Work to complete — Copy every line of the listing below word for word, with no changes.

[Object pointing dataset rows]
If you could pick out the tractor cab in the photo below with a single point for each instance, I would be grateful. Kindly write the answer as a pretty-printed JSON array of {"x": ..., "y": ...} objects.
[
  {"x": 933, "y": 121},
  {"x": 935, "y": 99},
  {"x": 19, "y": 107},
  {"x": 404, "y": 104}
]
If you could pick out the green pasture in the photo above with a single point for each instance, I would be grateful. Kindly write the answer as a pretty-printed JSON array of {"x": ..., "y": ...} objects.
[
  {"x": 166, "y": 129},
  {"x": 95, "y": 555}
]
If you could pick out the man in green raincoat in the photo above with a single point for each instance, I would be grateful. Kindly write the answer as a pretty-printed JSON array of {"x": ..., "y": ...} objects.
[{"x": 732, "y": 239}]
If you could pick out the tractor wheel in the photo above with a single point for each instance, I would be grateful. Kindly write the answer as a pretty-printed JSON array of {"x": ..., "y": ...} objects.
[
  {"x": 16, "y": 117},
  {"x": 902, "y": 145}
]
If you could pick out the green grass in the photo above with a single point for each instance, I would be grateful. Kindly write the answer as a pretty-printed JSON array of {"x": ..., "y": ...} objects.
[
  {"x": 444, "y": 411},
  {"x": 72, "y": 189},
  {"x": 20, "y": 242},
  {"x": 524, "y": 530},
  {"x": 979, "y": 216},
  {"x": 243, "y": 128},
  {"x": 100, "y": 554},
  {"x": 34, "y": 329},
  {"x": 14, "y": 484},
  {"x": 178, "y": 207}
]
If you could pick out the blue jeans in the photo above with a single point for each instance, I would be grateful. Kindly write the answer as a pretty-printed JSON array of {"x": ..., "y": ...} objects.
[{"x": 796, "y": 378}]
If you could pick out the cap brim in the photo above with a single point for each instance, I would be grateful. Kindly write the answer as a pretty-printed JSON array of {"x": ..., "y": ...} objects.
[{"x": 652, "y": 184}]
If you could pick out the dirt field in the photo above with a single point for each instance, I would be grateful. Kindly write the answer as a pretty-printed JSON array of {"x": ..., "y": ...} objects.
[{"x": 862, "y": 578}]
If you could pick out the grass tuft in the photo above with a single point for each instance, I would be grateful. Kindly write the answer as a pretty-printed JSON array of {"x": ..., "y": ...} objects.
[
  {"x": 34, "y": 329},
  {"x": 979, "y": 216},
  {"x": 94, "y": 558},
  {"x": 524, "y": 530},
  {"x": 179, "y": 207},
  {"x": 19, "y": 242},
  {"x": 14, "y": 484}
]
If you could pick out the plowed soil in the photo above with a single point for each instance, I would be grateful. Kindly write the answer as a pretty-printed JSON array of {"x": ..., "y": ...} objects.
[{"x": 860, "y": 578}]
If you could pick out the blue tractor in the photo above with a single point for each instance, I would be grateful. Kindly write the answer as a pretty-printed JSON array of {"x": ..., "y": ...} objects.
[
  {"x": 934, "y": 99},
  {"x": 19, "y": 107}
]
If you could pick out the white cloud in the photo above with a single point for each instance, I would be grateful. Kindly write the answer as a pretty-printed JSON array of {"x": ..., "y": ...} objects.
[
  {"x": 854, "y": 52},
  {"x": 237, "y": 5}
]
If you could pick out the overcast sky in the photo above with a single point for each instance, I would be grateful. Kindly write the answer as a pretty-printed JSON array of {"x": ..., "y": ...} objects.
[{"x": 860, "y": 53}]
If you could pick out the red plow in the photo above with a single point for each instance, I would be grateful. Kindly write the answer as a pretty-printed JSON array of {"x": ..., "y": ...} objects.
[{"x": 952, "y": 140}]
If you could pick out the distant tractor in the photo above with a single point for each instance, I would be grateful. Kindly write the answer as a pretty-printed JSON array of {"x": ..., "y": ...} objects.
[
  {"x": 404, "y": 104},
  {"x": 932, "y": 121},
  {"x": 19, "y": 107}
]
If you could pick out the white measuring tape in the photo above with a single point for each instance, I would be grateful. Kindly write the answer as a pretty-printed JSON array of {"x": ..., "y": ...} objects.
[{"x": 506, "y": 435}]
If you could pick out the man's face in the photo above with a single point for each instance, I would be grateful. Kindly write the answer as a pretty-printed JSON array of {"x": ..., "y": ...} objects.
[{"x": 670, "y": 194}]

Exercise response —
If you could pick out the tractor cab in the photo below with a single point for each instance, I would be grateful. Kindly write the answer as a pretty-printed JSON array of {"x": ..., "y": ...} objects.
[
  {"x": 933, "y": 121},
  {"x": 935, "y": 99},
  {"x": 19, "y": 107},
  {"x": 404, "y": 104}
]
If you could pick out the green pasture in the photo above with a single point for each instance, I would be grateful. Kindly write the answer as a pretty-printed JSON array of {"x": ..., "y": ...} objects.
[
  {"x": 166, "y": 129},
  {"x": 95, "y": 555}
]
If you could pick out the man in green raincoat in the photo above with a single point for each instance, I would be grateful. Kindly write the answer as a pretty-printed JSON array of {"x": ..., "y": ...} objects.
[{"x": 732, "y": 239}]
If you could pick out the tractor wheel in the photo above with a single point for each instance, I would be grateful. Kindly write the answer as a pretty-printed JSON array of {"x": ..., "y": ...} objects.
[
  {"x": 16, "y": 117},
  {"x": 902, "y": 145}
]
If you could pick out the green grass in the photo above with a single point for each instance, I would be grateful. Kindly write the answer as a pretty-printed JSON array of {"x": ..., "y": ...} objects.
[
  {"x": 444, "y": 411},
  {"x": 72, "y": 189},
  {"x": 20, "y": 242},
  {"x": 524, "y": 530},
  {"x": 979, "y": 216},
  {"x": 243, "y": 128},
  {"x": 100, "y": 554},
  {"x": 34, "y": 329},
  {"x": 14, "y": 484},
  {"x": 178, "y": 207}
]
If you could pick out the blue jeans in the photo above with a single point for each instance, I would be grateful. Kindly write the answer as a pretty-printed JSON array of {"x": ..., "y": ...} objects.
[{"x": 796, "y": 378}]
If you could pick out the cap brim in the photo above with a single point for each instance, I would be grateful. Kindly write the answer as a pretty-printed JSON array of {"x": ..., "y": ...} objects.
[{"x": 652, "y": 184}]
If you could pick out the dirt field in the photo above with a single point for each instance, I would be grateful. Kindly write the answer as a pretty-printed JSON array of {"x": ..., "y": ...} objects.
[{"x": 862, "y": 578}]
If you could pick out the grass tuft in the photo above with a single point for each instance, I would be grateful. Kindly write the answer as a pretty-printed JSON array of {"x": ..., "y": ...} objects.
[
  {"x": 34, "y": 329},
  {"x": 979, "y": 216},
  {"x": 94, "y": 558},
  {"x": 524, "y": 530},
  {"x": 179, "y": 207},
  {"x": 19, "y": 242},
  {"x": 14, "y": 484}
]
If you could pick out the plowed soil in the photo above with a single point for each instance, I would be grateful. Kindly write the answer as a pretty-printed JSON array of {"x": ..., "y": ...} objects.
[{"x": 860, "y": 578}]
If you could pick out the blue tractor in the photo above with a single point for each instance, I would be grateful. Kindly write the answer as a pretty-printed JSON array of {"x": ..., "y": ...} objects.
[
  {"x": 934, "y": 99},
  {"x": 19, "y": 107}
]
If you could pick out the white cloud in the photo above with a single point for each instance, I would be grateful. Kindly write the answer as a pretty-printed JSON array of {"x": ..., "y": ...} objects.
[
  {"x": 854, "y": 52},
  {"x": 237, "y": 5}
]
If you could pick out the overcast sky in the photo above with a single point for each instance, I would be grateful. Kindly write the answer as a pretty-printed JSON array of {"x": ..., "y": ...} objects.
[{"x": 860, "y": 53}]
If you could pick out the red plow in the photo above with a single point for each instance, I would be grateful. Kindly write the answer as a pretty-printed JSON array of {"x": ..., "y": ...} objects.
[{"x": 952, "y": 140}]
If you could pick out the distant tractor in the photo above with a single point for each instance, I would be grateful. Kindly write the answer as a pretty-printed JSON array of {"x": ..., "y": ...} objects.
[
  {"x": 404, "y": 104},
  {"x": 932, "y": 121},
  {"x": 19, "y": 107}
]
If you could pick out the white measuring tape in the photo above with a single point for each instance, I would be grateful. Kindly write the answer as a pretty-printed JSON array of {"x": ..., "y": ...} objects.
[{"x": 506, "y": 435}]
If you could pick out the man's face in the photo above with a single point for each instance, I would be grateful. Kindly write the answer as a pretty-printed JSON array of {"x": ..., "y": ...} objects.
[{"x": 670, "y": 194}]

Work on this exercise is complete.